- SHORT PROBLEM 1 -
Show every line of the records that contains the string "white". Treat uppercase and lowercase as distinct.
- SHORT PROBLEM 2 -
Resume the passage on British dealings with the Batswana, picking up after its final sentence.

Begin SELECTED TEXT

In 1852, by which time there was a steady stream of white people pouring into the country in search of land and wealth, the British, without warning, recognised the independence of the Transvaal under Pretorious, renounced all treaties and alliances between Britain and the black people north of the Vaal river and entered into an agreement not to provide firearms to non-white people. Thereby, black people became unable to defend themselves against the Boers or any others who might try to pillage them.

The Batswana were devastated by this rejection of their loyal and friendly approach towards the British, and found themselves at the mercy of unscrupulous Boers of the new South Africa Republic who attacked even friendly communities in their search for food, cattle and orphans to "apprentice" as cheap labour on their farms. Then, following the discovery of diamonds in the Kimberley region, the Tswana territory was plundered by mercenaries and freebooters determined to acquire land by fair means or foul.

As my hon. Friend the Minister will know from reading our colonial history, England did not look after the interests of the Batswana. The so-called Keate award—Keate was governor-general of Natal—defining their territory was ignored. When the British finally annexed the South Africa Republic, the Batswana rejoiced in the belief that the British would at last secure their borders and halt the influx of white mercenaries, but they were betrayed.

Early in 1885, the whole area became a British protectorate by Order in Council, but later that year, following the intolerable situation caused by landowners seeking legal validity of their fraudulant land titles, the South African Parliament, acting on the advice of Cecil Rhodes, who was then a Member of Parliament, agreed to redefine the area south of the Molopo river as the Crown colony of Bechuanaland. Then, following representations by 1,500 chiefs and elders, the British Government gave a firm promise that the Tswana territory would never become part of the Transvaal, or Cape colony, but, without any further reference to or discussion with the Batswana, they were annexed to the Cape in 1895 and became part of the union of South Africa through the Act of Union in 1910.

End SELECTED TEXT
Begin RECORDED INFORMATION

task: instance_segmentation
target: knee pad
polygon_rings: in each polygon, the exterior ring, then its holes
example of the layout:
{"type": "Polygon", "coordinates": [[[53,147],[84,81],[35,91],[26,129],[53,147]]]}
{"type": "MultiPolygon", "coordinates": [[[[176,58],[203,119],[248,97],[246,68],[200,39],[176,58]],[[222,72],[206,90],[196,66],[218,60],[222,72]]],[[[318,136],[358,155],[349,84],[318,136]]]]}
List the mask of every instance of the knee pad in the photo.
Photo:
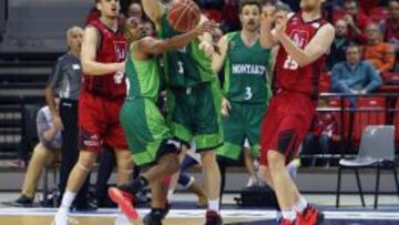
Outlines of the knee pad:
{"type": "Polygon", "coordinates": [[[123,168],[117,168],[117,173],[120,174],[127,174],[127,175],[132,175],[134,170],[123,170],[123,168]]]}
{"type": "Polygon", "coordinates": [[[85,167],[81,163],[78,163],[78,168],[83,171],[84,173],[90,173],[91,168],[85,167]]]}

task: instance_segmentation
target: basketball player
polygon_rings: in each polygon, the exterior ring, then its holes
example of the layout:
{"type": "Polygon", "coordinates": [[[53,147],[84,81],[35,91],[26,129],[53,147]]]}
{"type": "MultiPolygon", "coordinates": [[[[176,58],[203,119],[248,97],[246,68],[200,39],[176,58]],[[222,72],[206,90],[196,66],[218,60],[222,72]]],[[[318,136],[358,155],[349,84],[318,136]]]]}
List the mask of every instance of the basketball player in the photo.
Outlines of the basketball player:
{"type": "MultiPolygon", "coordinates": [[[[142,4],[161,38],[178,34],[167,20],[168,7],[158,0],[143,0],[142,4]]],[[[202,17],[204,21],[206,18],[202,17]]],[[[173,134],[186,146],[194,139],[202,156],[205,188],[209,197],[206,225],[223,223],[218,213],[221,172],[215,153],[223,144],[219,124],[222,96],[217,75],[212,70],[213,53],[212,35],[205,33],[185,48],[170,51],[164,57],[168,119],[173,134]]]]}
{"type": "MultiPolygon", "coordinates": [[[[310,127],[318,102],[325,54],[335,30],[321,18],[324,0],[301,0],[301,11],[275,14],[275,29],[264,22],[260,40],[279,44],[274,93],[262,127],[260,174],[274,188],[282,208],[280,224],[320,224],[323,213],[299,194],[285,165],[293,160],[310,127]]],[[[266,14],[265,21],[272,16],[266,14]]]]}
{"type": "MultiPolygon", "coordinates": [[[[127,43],[119,30],[119,0],[95,0],[101,16],[84,30],[83,84],[79,99],[80,156],[55,214],[55,225],[66,225],[69,208],[105,142],[115,150],[117,182],[127,183],[133,161],[127,151],[119,113],[126,96],[124,61],[127,43]]],[[[123,218],[120,214],[119,218],[123,218]]],[[[116,221],[116,222],[117,222],[116,221]]]]}
{"type": "Polygon", "coordinates": [[[162,224],[167,196],[163,178],[178,170],[180,143],[156,106],[162,86],[156,55],[181,49],[213,29],[213,23],[207,22],[185,34],[156,40],[146,32],[144,22],[136,18],[126,20],[124,33],[131,43],[126,62],[130,91],[121,111],[121,122],[135,164],[149,170],[130,184],[110,188],[109,193],[132,221],[137,214],[130,195],[151,186],[152,211],[143,222],[145,225],[162,224]]]}
{"type": "Polygon", "coordinates": [[[221,55],[214,54],[213,60],[213,69],[219,72],[224,67],[225,73],[222,104],[225,143],[217,154],[232,161],[241,158],[246,139],[250,155],[259,155],[260,124],[272,95],[267,79],[270,49],[263,48],[259,41],[260,16],[258,0],[243,0],[239,6],[243,29],[221,39],[221,55]]]}

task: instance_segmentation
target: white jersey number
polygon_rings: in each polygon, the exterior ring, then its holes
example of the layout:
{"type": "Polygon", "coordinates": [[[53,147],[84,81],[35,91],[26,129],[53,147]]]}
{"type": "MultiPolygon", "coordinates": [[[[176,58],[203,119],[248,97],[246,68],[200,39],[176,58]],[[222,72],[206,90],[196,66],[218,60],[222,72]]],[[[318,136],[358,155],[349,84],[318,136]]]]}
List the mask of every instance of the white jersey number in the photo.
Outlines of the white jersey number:
{"type": "Polygon", "coordinates": [[[178,61],[177,64],[178,64],[178,73],[184,74],[183,62],[178,61]]]}
{"type": "Polygon", "coordinates": [[[245,100],[248,101],[254,96],[250,86],[245,88],[245,100]]]}
{"type": "Polygon", "coordinates": [[[298,63],[291,58],[287,57],[286,61],[284,62],[284,69],[286,70],[298,70],[298,63]]]}
{"type": "Polygon", "coordinates": [[[130,80],[129,80],[129,78],[126,78],[125,82],[126,82],[126,96],[129,96],[129,92],[130,92],[130,80]]]}
{"type": "Polygon", "coordinates": [[[121,84],[122,82],[123,82],[123,78],[124,78],[124,73],[122,73],[122,72],[116,72],[115,74],[114,74],[114,82],[115,82],[115,84],[121,84]]]}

End RECORDED INFORMATION

- FINAL ANSWER 1 -
target: white jersey number
List the mask of every instance of the white jersey number in the photo.
Outlines of the white jersey number:

- FINAL ANSWER 2 -
The area north of the Molopo river, which became a British protectorate in 1885 and was the home of about one third of the Batswana, was granted its independence by Britain in 1966, adopting the name of Botswana, and became a member of the British Commonwealth. It was immediately given world recognition, unlike Bophuthatswana, which still strives to convince the world of its validity.

What are the criteria required for international recognition of the Republic of Bophuthatswana? According to the Foreign Office, they are: first, that the contry must have defensible and fixed borders; secondly, that its Government must exercise effective control—in other words, have their own defence and police forces—and, thirdly, that it must have control over its own independent foreign policy. We must look to see how far Bophuthatswana measures up to those requirements. First, the borders of Bophuthatswana are far from final. The country is fragmented, but the policy of consolidation is succeeding. Even during our visit to Bophuthatswana, the number of separate territories was reduced from seven to six by the closing of the Marico corridor.

Negotiations with the South African Government and landowners in the areas to be consolidated continue apace, and, as we have seen from the recent referendum in Mafiking, even the whites in a strongly Afrikaaner area know a good thing when they see it and have joined Bophuthatswana voluntarily. Full international recognition would give a spur to the South African Government to hasten the process of consolidation.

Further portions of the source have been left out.